— START Source —
[tarantool-patches] Re: [PATCH 3/3] Introduce multiple routers feature

Vladislav Shpilevoy v.shpilevoy at tarantool.org
Wed Aug 1 21:43:37 MSK 2018


Thanks for the patch! See 10 comments below.

On 31/07/2018 19:25, AKhatskevich wrote:
> Key points:
> * Old `vshard.router.some_method()` api is preserved.
> * Add `vshard.router.new(name, cfg)` method which returns a new router.
> * Each router has its own:
>    1. name
>    2. background fibers
>    3. attributes (route_map, replicasets, outdate_delay...)
> * Module reload reloads all configured routers.
> * `cfg` reconfigures a single router.
> * All routers share the same box configuration. The last passed config
>    overrides the global config.
> * Multiple router instances can be connected to the same cluster.
> * By now, a router cannot be destroyed.
> 
> Extra changes:
> * Add `data` parameter to `reloadable_fiber_create` function.
> 
> Closes #130
> ---> diff --git a/test/multiple_routers/multiple_routers.result b/test/multiple_routers/multiple_routers.result
> new file mode 100644
> index 0000000..33f4034
> --- /dev/null
> +++ b/test/multiple_routers/multiple_routers.result
> @@ -0,0 +1,226 @@
> +-- Reconfigure one of routers do not affect the others.
— END Source —
— START Entries —
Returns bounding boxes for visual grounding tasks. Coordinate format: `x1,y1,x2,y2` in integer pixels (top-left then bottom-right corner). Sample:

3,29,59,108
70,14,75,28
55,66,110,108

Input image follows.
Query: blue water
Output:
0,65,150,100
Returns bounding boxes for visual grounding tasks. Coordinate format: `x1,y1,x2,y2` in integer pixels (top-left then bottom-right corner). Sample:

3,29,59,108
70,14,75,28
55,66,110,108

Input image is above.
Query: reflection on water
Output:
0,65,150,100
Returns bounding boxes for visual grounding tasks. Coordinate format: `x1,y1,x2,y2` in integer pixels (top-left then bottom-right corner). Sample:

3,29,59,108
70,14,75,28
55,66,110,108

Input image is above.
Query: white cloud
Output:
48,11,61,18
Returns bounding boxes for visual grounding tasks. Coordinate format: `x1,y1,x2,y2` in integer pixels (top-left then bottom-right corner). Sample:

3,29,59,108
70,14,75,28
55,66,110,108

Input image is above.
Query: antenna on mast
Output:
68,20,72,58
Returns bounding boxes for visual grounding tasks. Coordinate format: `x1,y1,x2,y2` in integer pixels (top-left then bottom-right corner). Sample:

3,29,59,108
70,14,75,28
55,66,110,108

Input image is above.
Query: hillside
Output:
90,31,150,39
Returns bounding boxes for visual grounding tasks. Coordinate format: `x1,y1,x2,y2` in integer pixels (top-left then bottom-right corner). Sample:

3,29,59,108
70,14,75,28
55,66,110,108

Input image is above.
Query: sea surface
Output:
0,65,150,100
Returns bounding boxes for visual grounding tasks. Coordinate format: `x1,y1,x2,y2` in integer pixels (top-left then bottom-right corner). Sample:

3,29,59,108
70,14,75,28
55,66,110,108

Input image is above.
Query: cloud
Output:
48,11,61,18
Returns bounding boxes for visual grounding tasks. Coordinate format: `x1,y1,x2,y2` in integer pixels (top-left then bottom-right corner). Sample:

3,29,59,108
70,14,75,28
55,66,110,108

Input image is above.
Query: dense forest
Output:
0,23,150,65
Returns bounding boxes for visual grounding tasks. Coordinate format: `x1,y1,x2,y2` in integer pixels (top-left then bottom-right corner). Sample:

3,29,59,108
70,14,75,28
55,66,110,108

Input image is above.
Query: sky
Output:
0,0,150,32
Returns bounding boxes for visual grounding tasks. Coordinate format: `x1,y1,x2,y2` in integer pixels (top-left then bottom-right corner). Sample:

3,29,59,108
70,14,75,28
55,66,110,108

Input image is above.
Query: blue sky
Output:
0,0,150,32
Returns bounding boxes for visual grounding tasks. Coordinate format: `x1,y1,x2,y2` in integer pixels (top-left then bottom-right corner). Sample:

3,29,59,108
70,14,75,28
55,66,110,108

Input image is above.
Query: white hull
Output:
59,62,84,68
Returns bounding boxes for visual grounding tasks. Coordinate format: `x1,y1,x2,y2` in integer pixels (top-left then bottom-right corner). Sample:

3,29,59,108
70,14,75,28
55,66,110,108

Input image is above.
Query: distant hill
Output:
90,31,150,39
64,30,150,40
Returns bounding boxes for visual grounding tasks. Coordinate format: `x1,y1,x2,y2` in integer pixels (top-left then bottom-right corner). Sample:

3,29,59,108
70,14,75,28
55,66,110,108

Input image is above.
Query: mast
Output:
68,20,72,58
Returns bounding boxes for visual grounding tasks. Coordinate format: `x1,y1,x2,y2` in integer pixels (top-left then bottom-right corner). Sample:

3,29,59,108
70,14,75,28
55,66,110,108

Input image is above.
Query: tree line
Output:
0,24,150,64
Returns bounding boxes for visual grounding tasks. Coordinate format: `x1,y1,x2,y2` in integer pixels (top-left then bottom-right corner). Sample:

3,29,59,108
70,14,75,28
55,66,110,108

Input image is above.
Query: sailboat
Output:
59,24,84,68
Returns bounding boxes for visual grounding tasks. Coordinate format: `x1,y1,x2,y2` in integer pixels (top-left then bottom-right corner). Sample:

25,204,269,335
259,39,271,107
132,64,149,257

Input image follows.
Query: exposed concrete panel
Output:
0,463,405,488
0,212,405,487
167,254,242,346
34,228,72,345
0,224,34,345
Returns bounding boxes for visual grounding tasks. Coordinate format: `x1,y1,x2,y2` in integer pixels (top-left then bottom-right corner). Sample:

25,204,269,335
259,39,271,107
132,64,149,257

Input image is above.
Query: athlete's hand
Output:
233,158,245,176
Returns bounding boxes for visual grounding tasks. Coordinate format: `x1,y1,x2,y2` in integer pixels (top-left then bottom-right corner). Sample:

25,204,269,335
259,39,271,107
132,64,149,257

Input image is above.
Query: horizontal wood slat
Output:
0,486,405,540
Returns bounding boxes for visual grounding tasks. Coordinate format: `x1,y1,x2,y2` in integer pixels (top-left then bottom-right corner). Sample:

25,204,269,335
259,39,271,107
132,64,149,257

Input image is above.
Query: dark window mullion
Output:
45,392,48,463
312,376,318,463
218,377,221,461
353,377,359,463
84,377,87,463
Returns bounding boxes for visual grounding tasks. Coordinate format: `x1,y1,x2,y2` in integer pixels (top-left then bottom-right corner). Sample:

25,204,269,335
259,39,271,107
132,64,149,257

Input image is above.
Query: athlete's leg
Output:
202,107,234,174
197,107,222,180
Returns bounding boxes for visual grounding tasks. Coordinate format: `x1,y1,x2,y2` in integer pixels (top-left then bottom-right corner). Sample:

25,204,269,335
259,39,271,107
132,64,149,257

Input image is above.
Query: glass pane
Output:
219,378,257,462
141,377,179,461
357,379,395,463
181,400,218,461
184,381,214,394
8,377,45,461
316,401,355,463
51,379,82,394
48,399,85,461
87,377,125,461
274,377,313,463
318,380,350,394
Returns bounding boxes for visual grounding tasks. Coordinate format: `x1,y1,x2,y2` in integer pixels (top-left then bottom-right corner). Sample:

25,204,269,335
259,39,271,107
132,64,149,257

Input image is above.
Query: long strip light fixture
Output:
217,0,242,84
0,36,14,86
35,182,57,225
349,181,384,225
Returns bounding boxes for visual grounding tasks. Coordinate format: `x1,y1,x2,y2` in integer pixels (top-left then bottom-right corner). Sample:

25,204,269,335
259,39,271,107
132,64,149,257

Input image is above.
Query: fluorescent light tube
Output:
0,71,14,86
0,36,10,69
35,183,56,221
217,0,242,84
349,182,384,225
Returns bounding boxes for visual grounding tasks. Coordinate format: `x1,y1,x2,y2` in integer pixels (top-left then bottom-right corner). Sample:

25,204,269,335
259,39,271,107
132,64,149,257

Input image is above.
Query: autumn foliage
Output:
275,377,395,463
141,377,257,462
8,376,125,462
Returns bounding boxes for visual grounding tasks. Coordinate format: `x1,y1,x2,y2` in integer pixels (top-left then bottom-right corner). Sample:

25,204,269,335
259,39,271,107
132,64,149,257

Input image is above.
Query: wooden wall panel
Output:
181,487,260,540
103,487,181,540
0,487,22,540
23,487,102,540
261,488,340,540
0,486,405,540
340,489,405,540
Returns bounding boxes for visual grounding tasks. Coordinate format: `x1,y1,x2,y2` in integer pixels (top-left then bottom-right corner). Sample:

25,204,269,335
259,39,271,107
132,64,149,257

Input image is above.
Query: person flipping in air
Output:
— END Entries —
■ Problems to solve ■
#1 In the multiple routers patch review, what does the new `vshard.router.new(name, cfg)` method return?
#2 Continue the multiple routers patch review from where it stops.

■ In response ■
#1 A new router.

#2
> +routers[3]:cfg(configs.cfg_1)

1. You did not change configs.cfg_1 so it is not reconfig
actually. Please, change something to check that the
parameter affects one router and does not affect others.

2. Please, add a test on an ability to get the static router
into a variable and use it like others. It should be possible
to hide distinctions between static and other routers.

Like this:

     r1 = vshard.router.static
     r2 = vshard.router.new(...)
     do_something_with_router(r1)
     do_something_with_router(r2)

Here do_something_with_router() is unaware of whether the
router is static or not.

> diff --git a/vshard/router/init.lua b/vshard/router/init.lua
> index 3e127cb..7569baf 100644
> --- a/vshard/router/init.lua
> +++ b/vshard/router/init.lua
> @@ -257,13 +272,13 @@ local function router_call(bucket_id, mode, func, args, opts)
>                           -- but already is executed on storages.
>                           while lfiber.time() <= tend do
>                               lfiber.sleep(0.05)
> -                            replicaset = M.replicasets[err.destination]
> +                            replicaset = router.replicasets[err.destination]
>                               if replicaset then
>                                   goto replicaset_is_found
>                               end
>                           end
>                       else
> -                        replicaset = bucket_set(bucket_id, replicaset.uuid)
> +                        replicaset = bucket_set(router, bucket_id, replicaset.uuid)

3. Out of 80 symbols.

>                           lfiber.yield()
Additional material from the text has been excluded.